# WHAT YOU SHOULD DO:
Give an exact copy of the data that follows.

# RECORDED DATA:
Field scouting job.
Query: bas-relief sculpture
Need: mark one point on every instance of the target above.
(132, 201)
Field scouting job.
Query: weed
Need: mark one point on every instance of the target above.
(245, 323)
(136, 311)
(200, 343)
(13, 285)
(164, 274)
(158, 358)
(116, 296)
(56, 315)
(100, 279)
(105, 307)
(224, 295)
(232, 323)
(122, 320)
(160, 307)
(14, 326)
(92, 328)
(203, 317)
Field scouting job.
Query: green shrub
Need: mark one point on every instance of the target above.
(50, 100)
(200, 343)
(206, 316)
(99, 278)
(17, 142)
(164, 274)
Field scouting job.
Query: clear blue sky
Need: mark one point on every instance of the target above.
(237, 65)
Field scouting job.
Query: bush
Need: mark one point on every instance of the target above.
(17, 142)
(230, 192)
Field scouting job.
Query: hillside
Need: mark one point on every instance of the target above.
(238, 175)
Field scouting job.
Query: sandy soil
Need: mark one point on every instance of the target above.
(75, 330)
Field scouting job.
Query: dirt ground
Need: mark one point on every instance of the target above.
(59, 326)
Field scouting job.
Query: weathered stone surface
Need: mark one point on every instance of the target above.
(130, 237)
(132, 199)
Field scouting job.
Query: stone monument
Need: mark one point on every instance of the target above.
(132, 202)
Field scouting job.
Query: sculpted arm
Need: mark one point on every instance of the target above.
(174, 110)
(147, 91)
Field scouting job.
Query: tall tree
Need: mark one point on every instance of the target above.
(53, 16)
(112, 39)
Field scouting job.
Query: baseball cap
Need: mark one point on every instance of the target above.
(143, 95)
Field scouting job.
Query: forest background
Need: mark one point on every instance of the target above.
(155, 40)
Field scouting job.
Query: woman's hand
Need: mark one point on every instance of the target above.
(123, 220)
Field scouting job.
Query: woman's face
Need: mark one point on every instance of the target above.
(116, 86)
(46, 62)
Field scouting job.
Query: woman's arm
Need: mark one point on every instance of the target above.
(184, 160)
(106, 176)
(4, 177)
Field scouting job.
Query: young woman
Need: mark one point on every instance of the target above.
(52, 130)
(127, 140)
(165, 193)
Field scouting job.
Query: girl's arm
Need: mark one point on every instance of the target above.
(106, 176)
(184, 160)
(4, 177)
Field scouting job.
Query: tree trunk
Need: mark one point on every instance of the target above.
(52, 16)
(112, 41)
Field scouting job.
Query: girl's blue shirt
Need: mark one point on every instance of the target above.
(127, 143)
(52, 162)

# TASK ANSWER:
Field scouting job.
Query: bas-relief sculpture
Need: mark one point on every instance of the target above.
(132, 201)
Field scouting job.
Query: weed
Need: mark one point on every instance of the target above.
(245, 323)
(136, 311)
(200, 343)
(13, 285)
(164, 274)
(158, 358)
(116, 296)
(56, 315)
(100, 279)
(105, 307)
(224, 295)
(232, 323)
(122, 320)
(160, 307)
(14, 326)
(92, 328)
(203, 317)
Field scouting job.
Query: green shrub
Need: mark one point on every instance of the target above.
(50, 100)
(200, 343)
(206, 316)
(99, 278)
(17, 142)
(164, 274)
Field scouting job.
Query: clear blue sky
Need: mark one point on every instance of the target above.
(237, 65)
Field scouting job.
Query: bush
Need: mark one point on every instance of the target above.
(17, 142)
(230, 192)
Field scouting job.
Query: hillside
Need: mark one point on every instance of the target above.
(238, 175)
Field scouting job.
Query: sandy soil
Need: mark one point on every instance of the target above.
(75, 330)
Field scouting job.
Query: dirt ground
Need: mark one point on every instance of the target above.
(59, 326)
Field scouting job.
Query: weathered stone surface
Need: mark one point on every instance of the target above.
(130, 237)
(132, 199)
Field scouting job.
Query: stone monument
Need: mark one point on every instance of the target above.
(132, 202)
Field scouting job.
Query: sculpted arm
Need: mark one point on every instance of the target above.
(174, 110)
(147, 91)
Field scouting job.
Query: tall tree
Need: mark one point on every instance of the target above.
(53, 16)
(112, 39)
Field scouting job.
Query: baseball cap
Need: mark one point on every instance of the target above.
(143, 95)
Field scouting job.
Query: forest background
Need: mark one point on every instance of the target above.
(155, 40)
Field scouting job.
Query: woman's hand
Need: mark one point on every instance of the target above.
(123, 220)
Field scouting job.
Query: woman's face
Need: mark one point on every instance of the target above.
(116, 86)
(46, 62)
Field scouting job.
Query: woman's arm
Need: mark one point on every instance of the target above.
(184, 160)
(106, 176)
(4, 177)
Field scouting job.
Query: young woman
Need: mark one point on every instance of the target above.
(52, 130)
(127, 140)
(165, 193)
Field scouting job.
Query: girl's arm
Need: mark one point on every instance of the target above.
(106, 176)
(184, 160)
(4, 177)
Field scouting job.
Query: tree trunk
Need: mark one point on every instance of the target above.
(52, 16)
(112, 41)
Field scouting job.
Query: girl's blue shirt
Need: mark one point on every instance of the target above.
(127, 143)
(52, 162)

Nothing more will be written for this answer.